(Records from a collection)

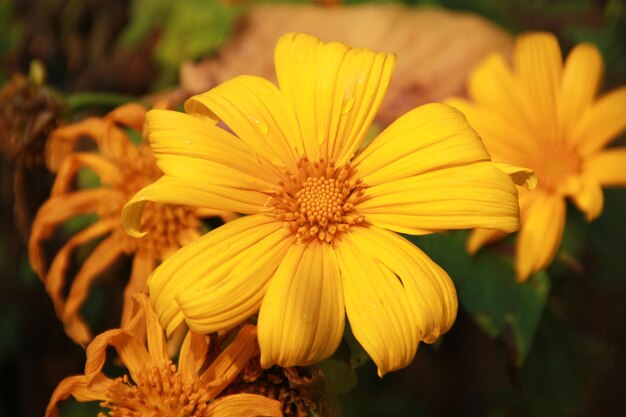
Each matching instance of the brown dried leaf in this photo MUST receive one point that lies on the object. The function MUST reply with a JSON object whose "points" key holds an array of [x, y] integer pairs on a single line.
{"points": [[436, 48]]}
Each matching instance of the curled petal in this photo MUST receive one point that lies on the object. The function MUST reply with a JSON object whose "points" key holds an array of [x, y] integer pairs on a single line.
{"points": [[244, 405]]}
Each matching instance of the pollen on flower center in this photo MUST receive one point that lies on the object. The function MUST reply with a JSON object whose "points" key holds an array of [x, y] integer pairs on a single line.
{"points": [[159, 393], [553, 164], [318, 200]]}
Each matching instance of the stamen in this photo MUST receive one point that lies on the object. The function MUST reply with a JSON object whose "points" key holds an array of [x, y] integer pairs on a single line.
{"points": [[319, 200]]}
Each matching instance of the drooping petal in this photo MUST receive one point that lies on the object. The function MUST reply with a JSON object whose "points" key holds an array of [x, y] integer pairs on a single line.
{"points": [[581, 78], [108, 172], [430, 137], [189, 192], [481, 237], [586, 193], [471, 196], [192, 356], [540, 234], [378, 308], [431, 293], [602, 123], [231, 361], [301, 321], [206, 263], [234, 290], [539, 66], [98, 261], [155, 338], [129, 348], [244, 405], [55, 278], [81, 388], [54, 212], [608, 168], [335, 91], [258, 112], [141, 268]]}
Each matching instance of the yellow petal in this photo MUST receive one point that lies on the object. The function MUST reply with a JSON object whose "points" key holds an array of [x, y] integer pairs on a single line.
{"points": [[581, 77], [192, 356], [540, 234], [142, 266], [430, 137], [335, 91], [98, 261], [189, 192], [54, 280], [301, 320], [233, 290], [503, 140], [257, 112], [178, 139], [481, 237], [602, 123], [539, 65], [209, 260], [156, 340], [378, 308], [495, 87], [471, 196], [81, 388], [231, 361], [608, 167], [57, 210], [244, 405], [129, 348], [430, 291]]}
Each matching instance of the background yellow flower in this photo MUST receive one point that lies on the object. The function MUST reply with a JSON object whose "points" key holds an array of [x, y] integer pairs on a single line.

EXERCISE TASK: All of the lines above should be retyped precisely, apart from the pictures.

ANSWER TO THIS TASK:
Each matching instance of the brown dried leaf in this photo MUST receive one point that lies on the object. The function MUST reply with a JSON object whose "points" key holds an array of [x, y] integer pairs on a single line.
{"points": [[436, 48]]}
Each matching instance of the curled petal in this photo MUST receive one point that lies on the object. The function MUST reply with a JSON object whose "points" key holds an array of [x, y] integer pairs on a single line.
{"points": [[244, 405]]}
Each matching instance of the pollen on flower center in this photo MUST receive one point that lies on the object. The function MUST reply with a JSON object whose "points" key holds an array of [x, y] integer pairs on a single line.
{"points": [[159, 393], [553, 164], [318, 200]]}
Each matching instance of the stamen in this photo MUST receive one point that lies on the object. The function MUST reply with a JSON object whose "points" key holds an array of [x, y] integer pairs on a single line.
{"points": [[319, 200]]}
Each matching instance of the drooping petal in this photo MUST receive one point that lies on the object. The function MUST reply with a JSON object whose "points" key holds an array of [x, y] integer pairs on a single line.
{"points": [[581, 78], [108, 172], [430, 137], [189, 192], [481, 237], [586, 193], [471, 196], [192, 356], [540, 234], [378, 308], [431, 293], [602, 123], [231, 361], [301, 321], [206, 263], [234, 290], [539, 66], [98, 261], [155, 338], [129, 348], [244, 405], [55, 278], [81, 388], [54, 212], [608, 168], [335, 91], [258, 112], [141, 268]]}
Each matching instance of the yellow petal in this photo MUST receive one point that lies on the object. The function MUST reply with a JSON object whose "points" key holds an array of [x, y] integer pairs on a single line.
{"points": [[581, 77], [192, 356], [540, 234], [142, 266], [430, 137], [335, 91], [98, 261], [189, 192], [54, 280], [301, 320], [233, 290], [503, 140], [257, 112], [178, 139], [481, 237], [602, 123], [539, 65], [209, 260], [156, 340], [378, 308], [495, 87], [471, 196], [81, 388], [231, 361], [608, 167], [57, 210], [244, 405], [129, 348], [430, 291]]}
Each matching instance of the background yellow flower in this photo MUST receive one point that lies on the object. The function MUST reply with a JSON object whose "points" key holds an array of [x, y] integer pairs on a single line.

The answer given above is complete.